*Directions for this task*. Return each of the rows below without any change.

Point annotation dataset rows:
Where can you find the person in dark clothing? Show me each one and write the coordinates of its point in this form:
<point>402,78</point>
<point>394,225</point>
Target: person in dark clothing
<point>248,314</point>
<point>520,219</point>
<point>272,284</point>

*Solved exercise*.
Where can you find the person in dark clothing? Show me each one and write the coordinates of its point in this form:
<point>402,78</point>
<point>394,225</point>
Target: person in dark clothing
<point>248,314</point>
<point>520,219</point>
<point>272,284</point>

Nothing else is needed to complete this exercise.